DATASET ENTRIES →
================
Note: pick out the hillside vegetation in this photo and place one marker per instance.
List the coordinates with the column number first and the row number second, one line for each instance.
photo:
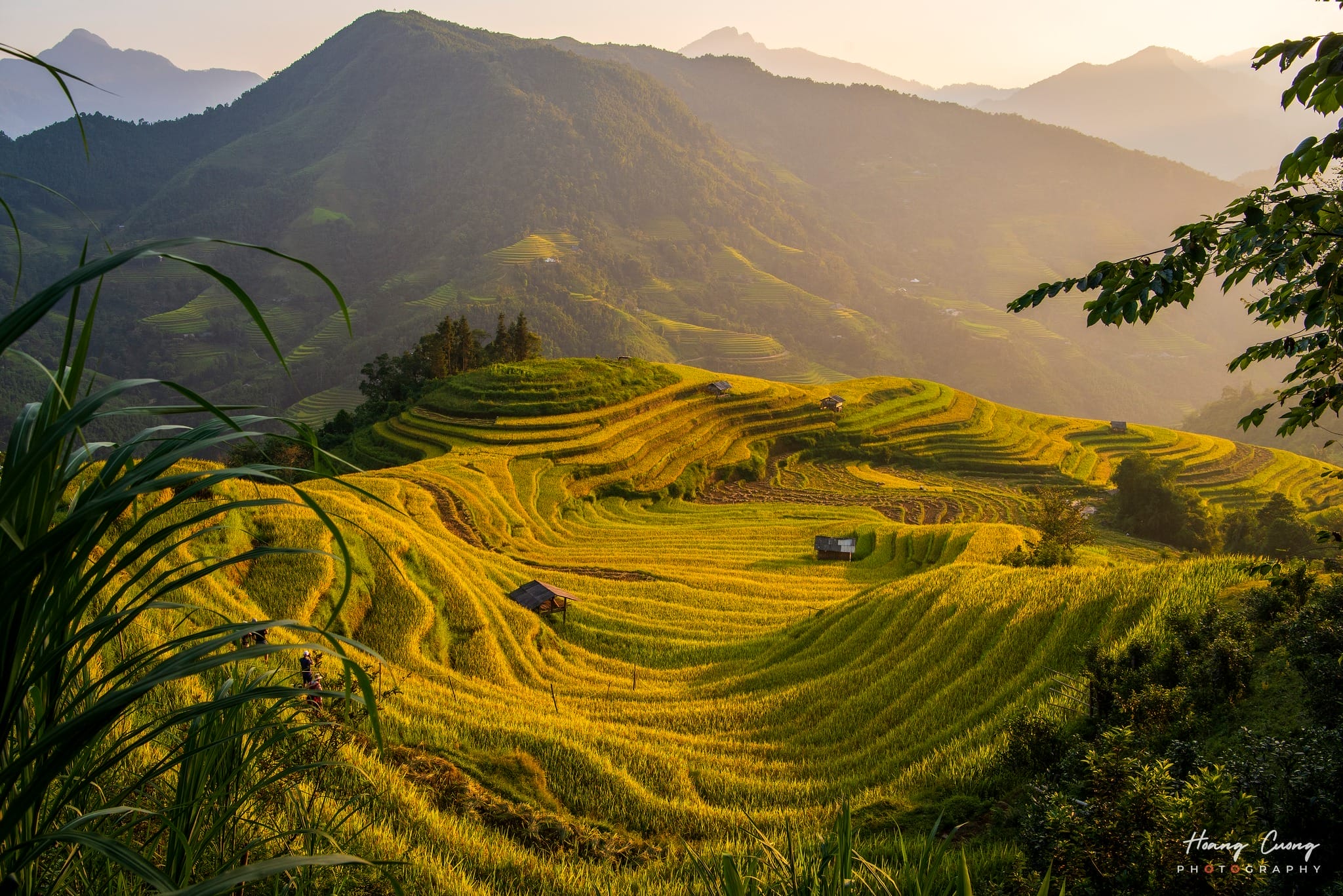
column 711, row 665
column 694, row 211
================
WHAT THE EXERCISE ASKS → Without the pictures, restate all of the entries above verbatim.

WRITTEN REPLY →
Note: pick out the hillside vegetation in this photo and place one marker per instance.
List the coordinates with the column number first and the row number second, one line for each instance.
photo:
column 711, row 665
column 694, row 211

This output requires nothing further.